→ **小练习 1**:
关于下文那道跳棋游戏编程题，请回答：
(a) 这个游戏可以由几名玩家来玩？
(b) 从起点直接跳到终点，得分是多少？
(c) 输入中的 N 最大不超过多少？
→ **小练习 2**: 请接着下文那道跳棋游戏编程题的说明往下写，从它最后一句之后写起。

→ **页面**:
=====

Super Jumping! Jumping! Jumping!
Nowadays, a kind of chess game called “Super Jumping! Jumping! Jumping!” is very popular in HDU. Maybe you are a good boy, and know little about this game, so I introduce it to you now.
The game can be played by two or more than two players. It consists of a chessboard(棋盘)and some chessmen(棋子), and all chessmen are marked by a positive integer or “start” or “end”. The player starts from start-point and must jumps into end-point finally. In the course of jumping, the player will visit the chessmen in the path, but everyone must jumps from one chessman to another absolutely bigger (you can assume start-point is a minimum and end-point is a maximum.). And all players cannot go backwards. One jumping can go from a chessman to next, also can go across many chessmen, and even you can straightly get to end-point from start-point. Of course you get zero point in this situation. A player is a winner if and only if he can get a bigger score according to his jumping solution. Note that your score comes from the sum of value on the chessmen in you jumping path.
Your task is to output the maximum value according to the given chessmen list.
Input
Input contains multiple test cases. Each test case is described in a line as follow:
N value_1 value_2 …value_N
It is guarantied that N is not more than 1000 and all value_i are in the range of 32-int.

=====

→ **存储数据**:
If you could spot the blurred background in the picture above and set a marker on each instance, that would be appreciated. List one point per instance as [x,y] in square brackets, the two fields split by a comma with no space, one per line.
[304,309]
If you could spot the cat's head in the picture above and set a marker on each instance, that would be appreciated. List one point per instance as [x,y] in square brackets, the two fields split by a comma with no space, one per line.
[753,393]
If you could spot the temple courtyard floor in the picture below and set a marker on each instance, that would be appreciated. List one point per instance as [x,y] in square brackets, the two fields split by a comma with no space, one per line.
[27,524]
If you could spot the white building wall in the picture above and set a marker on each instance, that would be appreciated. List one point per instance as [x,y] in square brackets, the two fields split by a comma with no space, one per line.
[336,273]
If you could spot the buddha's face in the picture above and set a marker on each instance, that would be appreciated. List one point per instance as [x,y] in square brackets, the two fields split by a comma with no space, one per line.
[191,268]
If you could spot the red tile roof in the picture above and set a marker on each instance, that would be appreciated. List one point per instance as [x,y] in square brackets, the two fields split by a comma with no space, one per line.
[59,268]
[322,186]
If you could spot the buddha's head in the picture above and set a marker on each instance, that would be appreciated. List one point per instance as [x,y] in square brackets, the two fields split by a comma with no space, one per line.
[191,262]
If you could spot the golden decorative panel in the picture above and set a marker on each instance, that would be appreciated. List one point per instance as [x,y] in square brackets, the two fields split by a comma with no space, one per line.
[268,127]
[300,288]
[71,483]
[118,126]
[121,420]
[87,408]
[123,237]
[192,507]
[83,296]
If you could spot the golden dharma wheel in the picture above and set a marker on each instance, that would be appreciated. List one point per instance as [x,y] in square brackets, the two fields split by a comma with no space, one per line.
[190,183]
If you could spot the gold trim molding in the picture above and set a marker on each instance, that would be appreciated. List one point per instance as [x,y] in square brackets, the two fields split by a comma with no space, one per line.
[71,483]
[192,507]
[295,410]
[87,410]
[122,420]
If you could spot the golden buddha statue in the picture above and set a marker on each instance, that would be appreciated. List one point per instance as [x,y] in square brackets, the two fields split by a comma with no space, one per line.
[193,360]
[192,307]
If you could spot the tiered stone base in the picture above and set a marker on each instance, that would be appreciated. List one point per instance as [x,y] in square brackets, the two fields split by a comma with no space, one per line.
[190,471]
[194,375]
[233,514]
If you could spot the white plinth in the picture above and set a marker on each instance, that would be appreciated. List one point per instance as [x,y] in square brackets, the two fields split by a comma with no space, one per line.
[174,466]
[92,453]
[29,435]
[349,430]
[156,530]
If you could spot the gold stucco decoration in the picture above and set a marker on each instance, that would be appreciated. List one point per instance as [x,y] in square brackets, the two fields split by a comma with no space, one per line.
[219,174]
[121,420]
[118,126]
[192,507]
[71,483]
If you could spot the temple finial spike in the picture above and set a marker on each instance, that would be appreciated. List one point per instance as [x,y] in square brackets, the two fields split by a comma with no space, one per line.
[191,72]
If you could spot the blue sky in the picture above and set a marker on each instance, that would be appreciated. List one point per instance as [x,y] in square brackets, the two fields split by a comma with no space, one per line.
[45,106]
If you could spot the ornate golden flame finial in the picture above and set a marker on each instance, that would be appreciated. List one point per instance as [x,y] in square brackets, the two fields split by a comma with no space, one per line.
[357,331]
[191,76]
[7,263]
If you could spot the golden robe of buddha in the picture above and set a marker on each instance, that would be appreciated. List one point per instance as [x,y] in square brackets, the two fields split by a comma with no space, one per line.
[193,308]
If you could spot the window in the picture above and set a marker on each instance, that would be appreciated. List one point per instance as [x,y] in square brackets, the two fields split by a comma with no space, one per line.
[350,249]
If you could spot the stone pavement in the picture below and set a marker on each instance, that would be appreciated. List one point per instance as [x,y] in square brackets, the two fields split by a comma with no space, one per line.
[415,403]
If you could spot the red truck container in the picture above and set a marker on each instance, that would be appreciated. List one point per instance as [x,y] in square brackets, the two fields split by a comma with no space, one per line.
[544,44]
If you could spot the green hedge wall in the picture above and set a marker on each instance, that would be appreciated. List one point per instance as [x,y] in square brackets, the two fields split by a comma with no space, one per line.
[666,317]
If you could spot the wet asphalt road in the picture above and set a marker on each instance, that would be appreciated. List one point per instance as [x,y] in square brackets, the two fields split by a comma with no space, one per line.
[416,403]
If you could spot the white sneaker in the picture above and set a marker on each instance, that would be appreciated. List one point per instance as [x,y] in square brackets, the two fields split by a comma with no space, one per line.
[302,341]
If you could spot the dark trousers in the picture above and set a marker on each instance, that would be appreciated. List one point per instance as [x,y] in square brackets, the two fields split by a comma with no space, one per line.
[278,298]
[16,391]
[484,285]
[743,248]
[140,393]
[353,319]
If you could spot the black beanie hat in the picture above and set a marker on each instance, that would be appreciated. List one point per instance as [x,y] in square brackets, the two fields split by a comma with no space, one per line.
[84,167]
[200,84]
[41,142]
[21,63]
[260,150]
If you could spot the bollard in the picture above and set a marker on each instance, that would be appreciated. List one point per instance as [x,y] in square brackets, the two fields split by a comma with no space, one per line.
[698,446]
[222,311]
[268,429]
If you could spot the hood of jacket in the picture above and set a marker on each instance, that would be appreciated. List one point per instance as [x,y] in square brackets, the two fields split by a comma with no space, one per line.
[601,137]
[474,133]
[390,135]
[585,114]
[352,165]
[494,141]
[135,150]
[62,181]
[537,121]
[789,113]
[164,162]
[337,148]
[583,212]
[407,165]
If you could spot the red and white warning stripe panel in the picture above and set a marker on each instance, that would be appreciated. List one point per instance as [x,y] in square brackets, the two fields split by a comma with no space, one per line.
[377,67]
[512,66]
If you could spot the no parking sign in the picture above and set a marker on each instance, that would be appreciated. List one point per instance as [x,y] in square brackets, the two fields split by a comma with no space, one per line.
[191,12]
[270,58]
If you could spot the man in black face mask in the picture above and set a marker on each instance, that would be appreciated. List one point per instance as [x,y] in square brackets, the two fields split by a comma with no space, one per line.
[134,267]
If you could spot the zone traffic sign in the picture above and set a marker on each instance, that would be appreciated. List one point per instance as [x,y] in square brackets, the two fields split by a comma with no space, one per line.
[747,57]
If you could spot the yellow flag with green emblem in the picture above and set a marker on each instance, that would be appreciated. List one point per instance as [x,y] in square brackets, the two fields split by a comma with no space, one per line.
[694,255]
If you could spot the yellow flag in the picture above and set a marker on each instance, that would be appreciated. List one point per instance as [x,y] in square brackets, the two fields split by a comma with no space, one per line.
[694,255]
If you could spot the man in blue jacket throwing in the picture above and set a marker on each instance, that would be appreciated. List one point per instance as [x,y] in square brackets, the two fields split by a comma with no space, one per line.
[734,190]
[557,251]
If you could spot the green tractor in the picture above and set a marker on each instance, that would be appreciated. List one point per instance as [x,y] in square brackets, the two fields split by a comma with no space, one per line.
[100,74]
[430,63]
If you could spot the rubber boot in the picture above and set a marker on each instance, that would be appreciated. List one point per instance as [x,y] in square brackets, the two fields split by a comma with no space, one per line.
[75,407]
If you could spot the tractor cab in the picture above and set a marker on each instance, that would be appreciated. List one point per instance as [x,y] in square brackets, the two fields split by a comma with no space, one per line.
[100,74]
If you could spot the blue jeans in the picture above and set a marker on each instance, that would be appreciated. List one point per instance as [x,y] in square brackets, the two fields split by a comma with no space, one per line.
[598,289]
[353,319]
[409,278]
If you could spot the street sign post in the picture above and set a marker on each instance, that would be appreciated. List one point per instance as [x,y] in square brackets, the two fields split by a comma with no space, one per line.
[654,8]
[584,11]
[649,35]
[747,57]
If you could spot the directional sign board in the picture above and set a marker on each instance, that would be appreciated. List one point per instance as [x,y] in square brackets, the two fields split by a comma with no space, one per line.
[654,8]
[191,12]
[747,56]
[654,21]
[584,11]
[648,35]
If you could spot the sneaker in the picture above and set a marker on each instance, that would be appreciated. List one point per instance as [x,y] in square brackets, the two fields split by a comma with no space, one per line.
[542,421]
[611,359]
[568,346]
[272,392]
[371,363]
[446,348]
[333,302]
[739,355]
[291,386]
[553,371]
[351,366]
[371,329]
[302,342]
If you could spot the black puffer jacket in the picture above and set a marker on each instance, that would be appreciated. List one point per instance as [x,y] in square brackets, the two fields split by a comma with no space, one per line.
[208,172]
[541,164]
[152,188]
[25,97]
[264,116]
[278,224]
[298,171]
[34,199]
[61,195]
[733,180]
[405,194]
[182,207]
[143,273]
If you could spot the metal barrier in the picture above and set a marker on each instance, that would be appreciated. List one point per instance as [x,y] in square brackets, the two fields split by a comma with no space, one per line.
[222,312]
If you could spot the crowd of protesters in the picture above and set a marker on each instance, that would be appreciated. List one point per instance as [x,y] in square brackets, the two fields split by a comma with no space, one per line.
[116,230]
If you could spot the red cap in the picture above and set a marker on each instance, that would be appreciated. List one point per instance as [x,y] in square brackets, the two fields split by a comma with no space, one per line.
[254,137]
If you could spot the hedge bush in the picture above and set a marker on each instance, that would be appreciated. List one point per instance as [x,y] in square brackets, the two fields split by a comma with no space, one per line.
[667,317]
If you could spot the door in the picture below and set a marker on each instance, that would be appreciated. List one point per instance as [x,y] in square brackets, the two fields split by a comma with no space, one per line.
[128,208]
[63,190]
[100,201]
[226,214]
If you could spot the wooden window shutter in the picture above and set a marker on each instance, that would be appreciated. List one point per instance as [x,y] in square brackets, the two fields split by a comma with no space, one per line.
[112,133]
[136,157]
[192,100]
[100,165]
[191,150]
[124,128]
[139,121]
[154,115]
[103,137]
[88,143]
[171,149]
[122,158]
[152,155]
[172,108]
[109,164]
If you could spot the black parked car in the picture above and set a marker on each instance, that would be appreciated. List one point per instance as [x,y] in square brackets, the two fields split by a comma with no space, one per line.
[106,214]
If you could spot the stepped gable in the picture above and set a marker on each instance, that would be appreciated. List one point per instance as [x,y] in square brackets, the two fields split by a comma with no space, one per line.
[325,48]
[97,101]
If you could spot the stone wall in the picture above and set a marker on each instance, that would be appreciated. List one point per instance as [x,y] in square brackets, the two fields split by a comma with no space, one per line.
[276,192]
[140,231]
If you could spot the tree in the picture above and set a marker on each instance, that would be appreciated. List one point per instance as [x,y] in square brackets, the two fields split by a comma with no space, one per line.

=====

→ **书面回答 1**:
(a) 两名或两名以上。
(b) 零分。
(c) 1000。

→ **书面回答 2**:
A test case starting with 0 terminates the input and this test case is not to be processed.
Output
For each case, print the maximum according to rules, and one line one case.
Sample Input
3 1 3 2 4 1 2 3 4 4 3 3 2 1 0
Sample Output
4 10 3
题目大意:从起点到终点,路途上的每个点有一个权值,每次走的点的权值必须比刚刚离开的那一点的权值大,求起点到终点的最大权值和,就是求最大上升子序列
思路:dp [ i ] 是以第i个数为子序列的最后一位的最大和
状态转移方程:dp[i]=max(dp[i],a[i]+dp[j]) (j < i)
如果第j个数小于第i个数 以第j个数结尾的子序列再加上第j个数成为一个新子序列,如果它的和大于 dp[i]
,就更新dp[i]的值
代码:
#include<stdio.h>
#include<string.h>
#include<algorithm>
using namespace std;
const int N=1005;
int a[N],dp[N];
int main()
{
int n;
while(~scanf("%d",&n)&&n)
{
memset(dp,0,sizeof(dp));
for(int i=1; i<=n; i++)
{
scanf("%d",&a[i]);
dp[i]=a[i];
}
int ans=0;
for(int i=1; i<=n; i++)
{
for(int j=1;j<i;j++)
if(a[i]>a[j])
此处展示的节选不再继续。